**Exercise instructions:**
The goal is to restate all of the records below word for word.

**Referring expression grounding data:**
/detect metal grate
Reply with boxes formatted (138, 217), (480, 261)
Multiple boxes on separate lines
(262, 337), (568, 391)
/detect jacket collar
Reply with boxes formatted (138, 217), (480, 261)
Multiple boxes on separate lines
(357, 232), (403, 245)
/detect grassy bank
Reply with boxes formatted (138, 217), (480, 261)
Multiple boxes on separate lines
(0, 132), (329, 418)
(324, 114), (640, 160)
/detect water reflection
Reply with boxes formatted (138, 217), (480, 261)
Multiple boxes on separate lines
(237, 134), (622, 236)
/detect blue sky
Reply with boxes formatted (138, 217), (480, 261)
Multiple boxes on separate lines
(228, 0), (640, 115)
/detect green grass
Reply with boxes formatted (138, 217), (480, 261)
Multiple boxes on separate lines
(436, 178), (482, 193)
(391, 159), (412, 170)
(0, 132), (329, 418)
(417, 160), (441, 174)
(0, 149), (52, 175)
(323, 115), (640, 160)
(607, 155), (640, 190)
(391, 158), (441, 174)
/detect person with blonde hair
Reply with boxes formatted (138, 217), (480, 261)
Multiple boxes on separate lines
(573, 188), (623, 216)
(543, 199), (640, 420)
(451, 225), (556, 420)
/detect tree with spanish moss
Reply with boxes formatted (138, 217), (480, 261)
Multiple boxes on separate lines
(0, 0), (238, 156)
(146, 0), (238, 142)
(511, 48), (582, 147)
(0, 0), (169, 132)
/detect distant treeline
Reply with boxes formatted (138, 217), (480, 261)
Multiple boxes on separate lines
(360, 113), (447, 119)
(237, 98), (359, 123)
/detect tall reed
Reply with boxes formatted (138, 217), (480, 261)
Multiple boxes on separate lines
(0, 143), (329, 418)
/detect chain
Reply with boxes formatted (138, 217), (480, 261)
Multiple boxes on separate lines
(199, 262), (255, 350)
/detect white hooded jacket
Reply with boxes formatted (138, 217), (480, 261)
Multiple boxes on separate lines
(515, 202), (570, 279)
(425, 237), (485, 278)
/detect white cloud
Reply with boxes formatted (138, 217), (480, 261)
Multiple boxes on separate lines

**Solution for this task:**
/detect metal grate
Reply with boxes formatted (138, 217), (480, 261)
Multiple boxes on separate lines
(262, 337), (568, 391)
/detect jacket collar
Reply with boxes formatted (138, 217), (480, 261)
Multiple boxes on separate lines
(357, 232), (403, 245)
/detect grassy bank
Reply with boxes formatted (138, 217), (480, 261)
Multiple boxes on separate lines
(0, 132), (329, 418)
(324, 114), (640, 160)
/detect water reflection
Reply with boxes formatted (138, 217), (480, 261)
Multiple boxes on separate lines
(237, 134), (622, 236)
/detect blue sky
Reply with boxes formatted (138, 217), (480, 261)
Multiple boxes on separate lines
(228, 0), (640, 115)
/detect green grass
Reply with boxes formatted (138, 217), (480, 261)
Multiple boxes on separate lines
(436, 178), (482, 193)
(391, 159), (412, 170)
(0, 132), (329, 418)
(417, 160), (441, 174)
(0, 149), (52, 175)
(323, 115), (640, 160)
(607, 155), (640, 190)
(391, 158), (441, 174)
/detect person with blonde hair
Reply with boxes formatted (138, 217), (480, 261)
Multiple boxes on separate lines
(573, 188), (623, 216)
(543, 199), (640, 420)
(451, 225), (556, 420)
/detect tree with spanish moss
Reply with boxes formatted (138, 217), (480, 261)
Multiple boxes on separate lines
(0, 0), (238, 156)
(146, 0), (238, 142)
(511, 48), (582, 147)
(0, 0), (169, 132)
/detect distant treeline
Reply with boxes formatted (138, 217), (480, 261)
Multiple boxes on separate lines
(360, 113), (447, 119)
(237, 98), (359, 123)
/detect tall reed
Reply with boxes formatted (138, 217), (480, 261)
Multiple boxes on separate lines
(0, 143), (329, 418)
/detect chain
Reply with boxes formatted (138, 217), (480, 261)
Multiple boxes on separate lines
(199, 262), (255, 350)
/detect white hooded jacket
Reply with boxes formatted (138, 217), (480, 261)
Multiple boxes on separate lines
(515, 202), (570, 279)
(425, 237), (485, 278)
/detect white cloud
Reply with boxes formatted (138, 217), (480, 261)
Multiple boxes on separate lines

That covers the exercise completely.